== Data excerpts ==
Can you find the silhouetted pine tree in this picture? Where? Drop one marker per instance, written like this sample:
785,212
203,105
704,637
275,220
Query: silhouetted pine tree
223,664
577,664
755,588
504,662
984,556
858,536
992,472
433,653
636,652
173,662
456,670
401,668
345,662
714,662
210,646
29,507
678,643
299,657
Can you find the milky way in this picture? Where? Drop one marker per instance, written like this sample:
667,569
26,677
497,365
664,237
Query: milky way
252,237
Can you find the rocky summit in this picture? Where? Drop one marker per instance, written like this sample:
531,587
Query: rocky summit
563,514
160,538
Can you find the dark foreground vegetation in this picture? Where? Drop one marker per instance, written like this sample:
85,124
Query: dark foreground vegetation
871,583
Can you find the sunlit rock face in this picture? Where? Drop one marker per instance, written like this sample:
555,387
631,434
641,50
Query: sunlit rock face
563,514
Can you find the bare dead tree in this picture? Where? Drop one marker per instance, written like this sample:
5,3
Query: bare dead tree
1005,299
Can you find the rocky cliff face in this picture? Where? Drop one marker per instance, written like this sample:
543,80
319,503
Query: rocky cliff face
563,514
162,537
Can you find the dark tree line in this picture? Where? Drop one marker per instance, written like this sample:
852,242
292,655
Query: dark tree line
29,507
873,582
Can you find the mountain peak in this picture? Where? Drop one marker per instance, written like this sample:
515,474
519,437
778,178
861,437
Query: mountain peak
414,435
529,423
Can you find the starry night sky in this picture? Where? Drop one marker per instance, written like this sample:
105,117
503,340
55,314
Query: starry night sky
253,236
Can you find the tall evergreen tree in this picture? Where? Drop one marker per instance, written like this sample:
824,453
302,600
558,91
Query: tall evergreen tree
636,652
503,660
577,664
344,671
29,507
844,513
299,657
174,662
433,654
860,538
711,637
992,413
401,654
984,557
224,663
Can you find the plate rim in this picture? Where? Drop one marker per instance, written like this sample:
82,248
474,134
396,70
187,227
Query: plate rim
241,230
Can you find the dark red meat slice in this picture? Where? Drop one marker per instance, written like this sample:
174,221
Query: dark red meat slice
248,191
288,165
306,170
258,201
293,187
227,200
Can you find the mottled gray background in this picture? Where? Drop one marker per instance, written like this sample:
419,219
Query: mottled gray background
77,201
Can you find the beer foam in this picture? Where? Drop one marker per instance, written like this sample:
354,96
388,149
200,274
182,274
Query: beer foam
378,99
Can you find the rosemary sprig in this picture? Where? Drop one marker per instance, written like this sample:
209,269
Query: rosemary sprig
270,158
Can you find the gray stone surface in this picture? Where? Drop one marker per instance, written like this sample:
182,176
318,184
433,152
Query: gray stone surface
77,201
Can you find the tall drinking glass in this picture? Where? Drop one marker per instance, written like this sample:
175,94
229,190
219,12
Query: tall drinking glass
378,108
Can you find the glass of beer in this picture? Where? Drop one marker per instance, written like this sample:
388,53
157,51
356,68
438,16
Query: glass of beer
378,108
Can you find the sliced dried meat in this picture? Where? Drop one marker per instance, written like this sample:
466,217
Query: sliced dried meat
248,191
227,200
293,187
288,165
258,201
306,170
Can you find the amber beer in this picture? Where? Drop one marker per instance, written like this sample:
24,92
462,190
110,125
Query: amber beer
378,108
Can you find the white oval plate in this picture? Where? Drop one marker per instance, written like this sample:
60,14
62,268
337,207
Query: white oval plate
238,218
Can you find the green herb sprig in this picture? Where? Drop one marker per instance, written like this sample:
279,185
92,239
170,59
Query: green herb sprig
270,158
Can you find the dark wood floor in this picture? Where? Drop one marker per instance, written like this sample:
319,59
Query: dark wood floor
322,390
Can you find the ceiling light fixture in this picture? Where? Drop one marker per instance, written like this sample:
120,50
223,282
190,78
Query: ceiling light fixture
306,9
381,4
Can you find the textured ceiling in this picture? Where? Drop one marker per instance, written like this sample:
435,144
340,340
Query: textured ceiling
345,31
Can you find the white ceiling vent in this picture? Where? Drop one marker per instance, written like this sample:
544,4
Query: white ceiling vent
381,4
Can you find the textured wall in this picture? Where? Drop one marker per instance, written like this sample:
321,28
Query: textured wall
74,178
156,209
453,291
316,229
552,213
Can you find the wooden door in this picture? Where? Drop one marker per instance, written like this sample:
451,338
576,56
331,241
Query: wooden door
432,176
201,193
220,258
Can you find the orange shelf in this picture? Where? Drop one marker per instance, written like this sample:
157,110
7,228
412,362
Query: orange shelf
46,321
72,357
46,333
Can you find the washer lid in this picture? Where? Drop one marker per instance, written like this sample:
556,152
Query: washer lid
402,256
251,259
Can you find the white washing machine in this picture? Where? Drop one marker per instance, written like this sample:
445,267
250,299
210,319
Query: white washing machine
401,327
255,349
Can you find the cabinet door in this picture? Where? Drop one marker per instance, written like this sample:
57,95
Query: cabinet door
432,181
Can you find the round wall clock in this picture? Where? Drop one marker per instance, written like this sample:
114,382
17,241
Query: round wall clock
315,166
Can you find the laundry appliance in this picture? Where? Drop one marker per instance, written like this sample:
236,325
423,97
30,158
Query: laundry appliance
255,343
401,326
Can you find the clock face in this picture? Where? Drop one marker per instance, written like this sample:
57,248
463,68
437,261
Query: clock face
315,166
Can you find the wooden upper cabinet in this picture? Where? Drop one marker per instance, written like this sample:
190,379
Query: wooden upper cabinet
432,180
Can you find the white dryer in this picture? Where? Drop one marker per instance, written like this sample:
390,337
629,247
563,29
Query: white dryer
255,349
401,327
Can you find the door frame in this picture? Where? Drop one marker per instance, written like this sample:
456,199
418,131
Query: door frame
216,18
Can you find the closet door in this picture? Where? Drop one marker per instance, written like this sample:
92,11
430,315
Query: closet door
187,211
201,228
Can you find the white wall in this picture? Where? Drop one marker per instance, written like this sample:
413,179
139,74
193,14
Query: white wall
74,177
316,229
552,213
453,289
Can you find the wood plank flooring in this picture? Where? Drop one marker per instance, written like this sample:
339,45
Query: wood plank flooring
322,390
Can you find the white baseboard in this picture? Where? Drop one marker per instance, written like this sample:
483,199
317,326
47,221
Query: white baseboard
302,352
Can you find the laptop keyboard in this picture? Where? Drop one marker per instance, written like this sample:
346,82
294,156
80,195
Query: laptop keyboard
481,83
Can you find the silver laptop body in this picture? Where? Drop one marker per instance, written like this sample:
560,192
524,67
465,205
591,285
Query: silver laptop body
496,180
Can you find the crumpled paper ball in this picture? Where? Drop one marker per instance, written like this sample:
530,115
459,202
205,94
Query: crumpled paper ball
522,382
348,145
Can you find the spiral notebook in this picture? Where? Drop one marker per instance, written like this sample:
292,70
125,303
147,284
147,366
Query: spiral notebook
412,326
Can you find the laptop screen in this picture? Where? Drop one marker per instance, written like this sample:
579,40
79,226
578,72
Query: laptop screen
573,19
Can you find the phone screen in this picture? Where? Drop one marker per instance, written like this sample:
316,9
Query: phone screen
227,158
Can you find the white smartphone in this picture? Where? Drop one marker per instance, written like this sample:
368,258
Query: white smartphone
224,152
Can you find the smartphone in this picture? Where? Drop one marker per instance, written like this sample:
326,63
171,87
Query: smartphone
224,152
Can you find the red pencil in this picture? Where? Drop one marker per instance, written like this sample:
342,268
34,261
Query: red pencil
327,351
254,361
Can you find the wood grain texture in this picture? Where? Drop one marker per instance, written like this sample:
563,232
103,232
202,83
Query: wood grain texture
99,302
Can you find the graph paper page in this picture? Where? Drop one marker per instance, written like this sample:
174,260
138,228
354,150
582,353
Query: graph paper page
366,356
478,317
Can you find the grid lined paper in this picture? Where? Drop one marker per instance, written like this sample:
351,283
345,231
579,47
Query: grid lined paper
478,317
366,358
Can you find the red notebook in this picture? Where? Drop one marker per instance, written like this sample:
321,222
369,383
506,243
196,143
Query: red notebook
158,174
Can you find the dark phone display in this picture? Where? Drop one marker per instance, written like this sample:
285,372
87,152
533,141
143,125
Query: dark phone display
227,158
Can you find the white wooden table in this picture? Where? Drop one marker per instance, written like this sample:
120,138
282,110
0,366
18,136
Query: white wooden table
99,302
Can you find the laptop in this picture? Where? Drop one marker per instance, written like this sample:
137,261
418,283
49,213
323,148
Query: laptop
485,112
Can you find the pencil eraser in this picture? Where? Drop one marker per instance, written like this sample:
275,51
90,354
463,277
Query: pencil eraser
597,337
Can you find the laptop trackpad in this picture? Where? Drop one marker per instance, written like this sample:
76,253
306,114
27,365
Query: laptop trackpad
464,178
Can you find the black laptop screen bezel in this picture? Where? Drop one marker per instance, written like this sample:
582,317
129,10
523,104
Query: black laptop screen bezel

== Stated goal ==
Find the line containing "Can you find the white smartphone", then output it and every line after it to the end of the data, exactly.

== Final answer ==
Can you find the white smartphone in this picture? Where? Drop one marker per instance, written like this sample:
368,258
Query: white smartphone
224,152
Can you find the smartphone in this picture? Where? Drop one marker per instance, written like this sample:
326,63
171,87
Query: smartphone
224,152
Can you find the red pencil in this picture? Where? Drop one marker per instance, written like this sample:
342,268
34,261
Query: red pencil
327,351
254,361
Can you find the wood grain texture in this picture? Where? Drop one marker per instance, written like this sample:
563,232
103,232
202,83
Query: wood grain texture
99,302
Can you find the graph paper page in this picture? Where? Drop one marker per instance, written like this sample:
174,260
138,228
354,150
582,353
Query: graph paper page
366,356
478,317
Can you find the grid lined paper in this picture? Where? Drop one marker per instance, written like this sample:
351,283
345,231
579,47
Query: grid lined paper
478,317
366,358
Can you find the red notebook in this picture? Where? Drop one marker per instance, written like this sample:
321,222
369,383
506,243
196,143
Query: red notebook
158,174
Can you find the dark phone display in this picture? Where? Drop one marker per instance, written like this sample:
285,372
87,152
533,141
143,125
Query: dark phone display
227,158
Can you find the white wooden table in this picture? Where? Drop one marker per instance, written like this sample:
120,138
282,110
0,366
18,136
Query: white wooden table
99,302
Can you find the laptop in this picture? Where? Drop one marker per instance, written like this sample:
137,261
418,283
49,213
323,148
Query: laptop
485,112
Can you find the pencil eraser in this picture? Where? Drop one marker per instance, written like this sample:
275,51
90,354
463,277
Query: pencil eraser
597,337
Can you find the laptop trackpad in this picture? Where? Drop one marker per instance, written like this sample:
76,253
306,114
27,365
Query: laptop trackpad
464,178
Can you find the black laptop screen bezel in this picture? Where? Drop one marker per instance, written like this sample:
582,317
129,10
523,104
Query: black laptop screen bezel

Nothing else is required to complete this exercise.